Indica solo el número de líneas de los registros siguientes que contienen la cadena "sunburst", distinguiendo entre mayúsculas y minúsculas.

#### Material proporcionado
● ● ● ● ● ● ●

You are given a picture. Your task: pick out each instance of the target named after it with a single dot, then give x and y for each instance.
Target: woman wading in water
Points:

● ● ● ● ● ● ●

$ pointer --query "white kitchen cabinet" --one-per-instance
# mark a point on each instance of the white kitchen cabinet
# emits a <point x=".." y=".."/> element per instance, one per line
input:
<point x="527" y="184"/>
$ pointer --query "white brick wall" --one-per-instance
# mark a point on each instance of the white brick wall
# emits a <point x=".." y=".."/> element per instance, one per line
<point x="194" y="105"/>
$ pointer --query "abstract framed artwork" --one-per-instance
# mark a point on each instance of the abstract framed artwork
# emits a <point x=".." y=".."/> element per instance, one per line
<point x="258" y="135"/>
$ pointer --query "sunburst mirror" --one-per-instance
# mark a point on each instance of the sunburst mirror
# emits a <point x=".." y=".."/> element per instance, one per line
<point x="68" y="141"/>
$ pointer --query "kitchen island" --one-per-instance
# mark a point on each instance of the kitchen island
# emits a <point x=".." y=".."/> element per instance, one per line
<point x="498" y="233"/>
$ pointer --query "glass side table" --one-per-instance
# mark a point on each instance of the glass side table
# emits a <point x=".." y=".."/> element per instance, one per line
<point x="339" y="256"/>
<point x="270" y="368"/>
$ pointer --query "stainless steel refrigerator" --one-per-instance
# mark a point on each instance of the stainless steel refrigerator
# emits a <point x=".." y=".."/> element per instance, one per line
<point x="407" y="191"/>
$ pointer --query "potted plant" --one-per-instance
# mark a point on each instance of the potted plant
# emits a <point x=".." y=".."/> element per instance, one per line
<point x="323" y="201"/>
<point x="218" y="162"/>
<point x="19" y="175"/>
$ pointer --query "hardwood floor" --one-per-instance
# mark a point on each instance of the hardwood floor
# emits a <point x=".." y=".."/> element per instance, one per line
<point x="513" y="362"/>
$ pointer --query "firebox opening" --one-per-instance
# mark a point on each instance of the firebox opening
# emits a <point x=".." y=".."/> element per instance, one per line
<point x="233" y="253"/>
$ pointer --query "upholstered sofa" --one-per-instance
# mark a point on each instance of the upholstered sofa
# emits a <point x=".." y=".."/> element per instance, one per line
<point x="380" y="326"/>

● ● ● ● ● ● ●

#### Respuesta
2